## What is needed
In the mailing list thread below, what reason does Jason Gunthorpe give for why using call_rcu() won't work?

Jason Gunthorpe Oct. 20, 2022, 11:05 a.m. UTC | #5
On Thu, Oct 20, 2022 at 10:51:10AM +0200, Niklas Schnelle wrote:

> Ok that makes sense thanks for the explanation. So yes my assessment is
> still that in this situation the IOTLB flush is architected to return
> an error that we can ignore. Not the most elegant I admit but at least
> it's simple. Alternatively I guess we could use call_rcu() to do the
> zpci_unregister_ioat() but I'm not sure how to then make sure that a
> subsequent zpci_register_ioat() only happens after that without adding
> too much more logic.

This won't work either as the domain could have been freed before the
call_rcu() happens, the domain needs to be detached synchronously

Jason
  
Niklas Schnelle Oct. 21, 2022, 12:08 p.m. UTC | #6
On Thu, 2022-10-20 at 08:05 -0300, Jason Gunthorpe wrote:
> On Thu, Oct 20, 2022 at 10:51:10AM +0200, Niklas Schnelle wrote:
> 
> > Ok that makes sense thanks for the explanation. So yes my assessment is
> > still that in this situation the IOTLB flush is architected to return
> > an error that we can ignore. Not the most elegant I admit but at least
> > it's simple. Alternatively I guess we could use call_rcu() to do the
> > zpci_unregister_ioat() but I'm not sure how to then make sure that a
> > subsequent zpci_register_ioat() only happens after that without adding
> > too much more logic.

## Data supplied
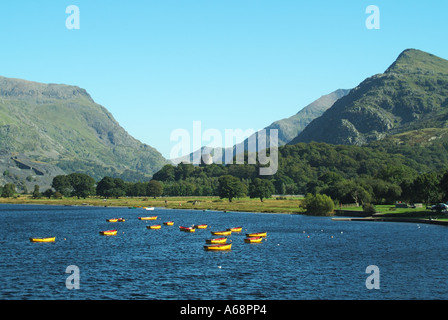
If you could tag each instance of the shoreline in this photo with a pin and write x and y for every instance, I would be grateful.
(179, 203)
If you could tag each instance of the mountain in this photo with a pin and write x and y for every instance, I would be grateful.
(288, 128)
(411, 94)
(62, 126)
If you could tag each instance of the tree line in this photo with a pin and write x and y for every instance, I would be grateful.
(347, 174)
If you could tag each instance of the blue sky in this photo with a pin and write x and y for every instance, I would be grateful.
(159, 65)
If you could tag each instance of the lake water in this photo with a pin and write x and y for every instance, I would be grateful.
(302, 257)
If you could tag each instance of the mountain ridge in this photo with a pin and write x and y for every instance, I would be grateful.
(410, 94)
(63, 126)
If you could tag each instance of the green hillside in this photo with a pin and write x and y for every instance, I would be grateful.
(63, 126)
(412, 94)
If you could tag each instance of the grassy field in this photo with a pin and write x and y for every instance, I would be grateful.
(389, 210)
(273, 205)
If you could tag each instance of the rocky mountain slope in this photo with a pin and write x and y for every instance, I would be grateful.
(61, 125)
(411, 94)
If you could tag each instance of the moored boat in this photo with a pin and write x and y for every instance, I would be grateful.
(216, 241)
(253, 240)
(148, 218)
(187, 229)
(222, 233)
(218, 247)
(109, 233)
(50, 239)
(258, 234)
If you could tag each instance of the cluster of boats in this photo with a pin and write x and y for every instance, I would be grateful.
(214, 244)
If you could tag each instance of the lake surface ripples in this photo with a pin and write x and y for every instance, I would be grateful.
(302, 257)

## The result
The domain could have been freed before the call_rcu() happens, so it needs to be detached synchronously.